**Données fournies:**
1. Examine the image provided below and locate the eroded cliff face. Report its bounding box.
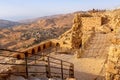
[106,10,120,80]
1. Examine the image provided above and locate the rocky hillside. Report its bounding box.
[0,14,74,50]
[0,19,20,28]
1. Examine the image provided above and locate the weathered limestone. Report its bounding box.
[71,14,83,49]
[106,14,120,80]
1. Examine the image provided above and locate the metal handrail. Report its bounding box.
[0,49,74,80]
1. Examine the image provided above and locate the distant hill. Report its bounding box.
[0,19,20,28]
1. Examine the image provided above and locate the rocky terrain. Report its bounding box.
[0,9,120,80]
[0,14,73,50]
[0,19,20,28]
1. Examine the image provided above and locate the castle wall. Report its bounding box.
[81,17,102,31]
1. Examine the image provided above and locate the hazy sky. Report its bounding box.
[0,0,120,21]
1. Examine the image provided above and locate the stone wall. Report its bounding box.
[81,17,102,31]
[106,11,120,80]
[59,14,102,49]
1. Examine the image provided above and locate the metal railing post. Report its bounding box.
[46,56,51,78]
[69,64,74,78]
[61,60,64,80]
[25,54,28,79]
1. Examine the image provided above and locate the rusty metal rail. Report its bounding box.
[0,49,74,80]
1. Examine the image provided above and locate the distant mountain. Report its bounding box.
[0,19,20,28]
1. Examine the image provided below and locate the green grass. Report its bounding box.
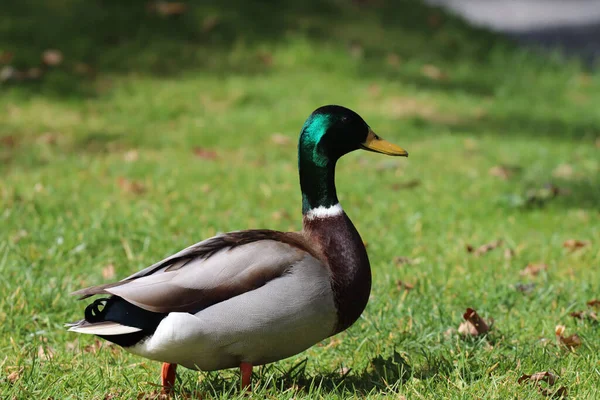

**Consigne:**
Transformez en CSV à deux colonnes, "texte" et "réponse", les enregistrements allant de la ligne contenant "terrain. Report its bounding box." à la ligne contenant "[25,54,28,79]", ces deux lignes comprises, s'il vous plaît. Chaque enregistrement occupe une rangée, et chacun de ses deux champs figure entre guillemets, avec ses sauts de ligne remplacés par des espaces.

**Réponse attendue:**
texte,réponse
"1. Examine the image provided above and locate the rocky terrain. Report its bounding box.","[0,9,120,80] [0,14,73,50] [0,19,20,28]"
"1. Examine the image provided above and locate the castle wall. Report its bounding box.","[81,17,102,31]"
"1. Examine the image provided above and locate the hazy sky. Report its bounding box.","[0,0,120,21]"
"1. Examine the image provided above and locate the stone wall. Report its bounding box.","[81,17,102,31] [106,11,120,80] [59,14,102,49]"
"1. Examine the image provided above and locate the metal railing post. Report its bounding box.","[46,56,51,78] [69,64,74,78] [61,60,64,80] [25,54,28,79]"